'''
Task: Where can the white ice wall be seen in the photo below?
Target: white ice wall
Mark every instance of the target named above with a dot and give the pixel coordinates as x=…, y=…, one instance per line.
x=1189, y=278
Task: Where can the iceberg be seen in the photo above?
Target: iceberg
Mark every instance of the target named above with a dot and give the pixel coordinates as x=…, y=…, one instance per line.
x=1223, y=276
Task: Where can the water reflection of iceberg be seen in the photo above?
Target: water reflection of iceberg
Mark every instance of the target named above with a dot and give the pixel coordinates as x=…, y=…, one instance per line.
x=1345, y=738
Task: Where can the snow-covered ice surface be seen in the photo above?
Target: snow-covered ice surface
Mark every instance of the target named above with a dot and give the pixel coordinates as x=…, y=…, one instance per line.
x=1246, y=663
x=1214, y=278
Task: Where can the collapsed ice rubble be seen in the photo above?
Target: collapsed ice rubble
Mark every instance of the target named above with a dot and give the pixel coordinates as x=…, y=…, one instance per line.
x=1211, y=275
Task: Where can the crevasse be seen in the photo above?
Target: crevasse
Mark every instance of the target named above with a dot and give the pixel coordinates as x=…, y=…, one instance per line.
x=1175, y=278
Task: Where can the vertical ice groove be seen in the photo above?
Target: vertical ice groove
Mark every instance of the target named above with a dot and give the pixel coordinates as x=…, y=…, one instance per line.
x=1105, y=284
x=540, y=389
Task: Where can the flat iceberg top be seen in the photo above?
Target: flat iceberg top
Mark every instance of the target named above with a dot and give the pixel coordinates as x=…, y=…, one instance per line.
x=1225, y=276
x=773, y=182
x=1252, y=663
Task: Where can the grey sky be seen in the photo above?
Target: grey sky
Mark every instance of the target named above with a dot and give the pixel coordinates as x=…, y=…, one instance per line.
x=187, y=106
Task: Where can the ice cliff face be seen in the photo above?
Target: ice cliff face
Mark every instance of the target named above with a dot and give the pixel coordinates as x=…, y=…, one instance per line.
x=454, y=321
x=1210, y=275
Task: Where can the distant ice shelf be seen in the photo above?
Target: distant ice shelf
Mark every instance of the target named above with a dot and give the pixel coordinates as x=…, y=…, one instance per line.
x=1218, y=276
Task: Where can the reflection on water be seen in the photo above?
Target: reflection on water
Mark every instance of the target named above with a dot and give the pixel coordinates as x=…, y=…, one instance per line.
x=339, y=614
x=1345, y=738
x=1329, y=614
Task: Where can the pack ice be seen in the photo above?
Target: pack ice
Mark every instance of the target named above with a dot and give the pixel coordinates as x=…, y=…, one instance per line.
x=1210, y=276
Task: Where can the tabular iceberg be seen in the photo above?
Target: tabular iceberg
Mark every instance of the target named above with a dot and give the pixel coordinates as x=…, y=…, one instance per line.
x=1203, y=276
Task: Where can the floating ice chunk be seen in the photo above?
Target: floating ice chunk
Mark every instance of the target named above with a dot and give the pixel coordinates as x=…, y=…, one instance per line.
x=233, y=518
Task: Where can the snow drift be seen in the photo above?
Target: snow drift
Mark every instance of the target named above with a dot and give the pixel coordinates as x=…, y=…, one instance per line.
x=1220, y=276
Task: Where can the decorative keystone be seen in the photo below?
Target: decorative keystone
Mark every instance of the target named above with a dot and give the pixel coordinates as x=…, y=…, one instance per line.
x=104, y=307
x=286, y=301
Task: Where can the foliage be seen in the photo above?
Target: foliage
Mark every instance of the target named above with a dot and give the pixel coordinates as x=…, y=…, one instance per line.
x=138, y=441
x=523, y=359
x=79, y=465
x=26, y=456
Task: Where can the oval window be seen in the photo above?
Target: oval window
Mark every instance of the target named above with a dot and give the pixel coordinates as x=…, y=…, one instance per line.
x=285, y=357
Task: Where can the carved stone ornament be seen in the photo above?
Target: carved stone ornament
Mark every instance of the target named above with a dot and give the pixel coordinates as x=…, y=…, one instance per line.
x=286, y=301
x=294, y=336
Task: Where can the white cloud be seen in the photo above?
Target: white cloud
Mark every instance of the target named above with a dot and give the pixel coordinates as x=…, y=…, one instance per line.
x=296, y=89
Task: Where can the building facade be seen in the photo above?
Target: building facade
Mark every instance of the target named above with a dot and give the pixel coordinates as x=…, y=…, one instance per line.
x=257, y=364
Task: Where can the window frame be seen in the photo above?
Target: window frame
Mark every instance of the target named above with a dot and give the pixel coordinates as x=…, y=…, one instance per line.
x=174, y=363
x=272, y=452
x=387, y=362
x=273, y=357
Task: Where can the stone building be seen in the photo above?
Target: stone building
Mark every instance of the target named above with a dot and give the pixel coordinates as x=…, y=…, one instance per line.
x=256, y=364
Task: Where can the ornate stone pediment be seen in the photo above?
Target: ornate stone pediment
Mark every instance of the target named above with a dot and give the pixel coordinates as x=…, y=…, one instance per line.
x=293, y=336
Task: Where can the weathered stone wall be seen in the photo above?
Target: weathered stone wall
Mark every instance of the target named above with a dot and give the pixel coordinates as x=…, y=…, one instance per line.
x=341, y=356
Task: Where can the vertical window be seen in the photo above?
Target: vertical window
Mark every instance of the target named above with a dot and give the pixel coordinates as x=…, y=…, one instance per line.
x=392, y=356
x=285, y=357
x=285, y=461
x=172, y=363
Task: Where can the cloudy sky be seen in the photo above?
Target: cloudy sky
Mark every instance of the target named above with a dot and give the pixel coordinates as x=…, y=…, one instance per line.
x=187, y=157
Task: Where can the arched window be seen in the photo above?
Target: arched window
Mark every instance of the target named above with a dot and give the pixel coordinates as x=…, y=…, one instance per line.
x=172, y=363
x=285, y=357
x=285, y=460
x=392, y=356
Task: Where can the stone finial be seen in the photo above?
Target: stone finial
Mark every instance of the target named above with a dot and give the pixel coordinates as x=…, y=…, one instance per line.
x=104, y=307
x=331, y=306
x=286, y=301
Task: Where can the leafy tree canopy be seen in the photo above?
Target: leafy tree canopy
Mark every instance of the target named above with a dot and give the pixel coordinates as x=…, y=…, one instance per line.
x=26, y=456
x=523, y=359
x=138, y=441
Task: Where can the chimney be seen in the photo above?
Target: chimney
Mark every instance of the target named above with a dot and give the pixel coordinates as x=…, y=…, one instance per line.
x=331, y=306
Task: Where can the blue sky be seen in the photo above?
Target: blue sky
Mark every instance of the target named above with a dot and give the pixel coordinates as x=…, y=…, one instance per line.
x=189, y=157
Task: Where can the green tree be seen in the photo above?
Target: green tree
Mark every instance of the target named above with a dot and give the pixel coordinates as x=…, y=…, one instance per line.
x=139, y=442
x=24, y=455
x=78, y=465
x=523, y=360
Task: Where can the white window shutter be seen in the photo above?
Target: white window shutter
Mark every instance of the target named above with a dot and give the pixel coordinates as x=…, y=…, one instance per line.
'''
**EXERCISE OBJECTIVE:** Starting at the line that contains "Task: Where can the foliage" and stopping after the line that contains "Target: building facade", write out every line exactly as it appears above, and no other line.

**EXERCISE OUTPUT:**
Task: Where can the foliage be seen in the photo above?
Target: foliage
Mark every instance of the target named above with a dot and give the pixel coordinates as x=…, y=…, one instance per line.
x=138, y=441
x=523, y=359
x=79, y=465
x=26, y=456
Task: Where can the oval window be seen in the photo above?
Target: oval window
Mark every instance of the target named above with a dot and give the pixel coordinates as x=…, y=…, one instance per line.
x=285, y=357
Task: Where can the carved stone ornament be seen in the photo above?
Target: carved stone ornament
Mark every instance of the target named above with a dot and give the pixel coordinates as x=…, y=…, one instance per line.
x=286, y=301
x=294, y=336
Task: Where can the white cloud be seen in the photo above?
Target: white cloud
Mark every instance of the target named above with a dot and give the pixel coordinates as x=…, y=…, one instance per line.
x=296, y=89
Task: Where can the building facade be seen in the photo above?
Target: building facade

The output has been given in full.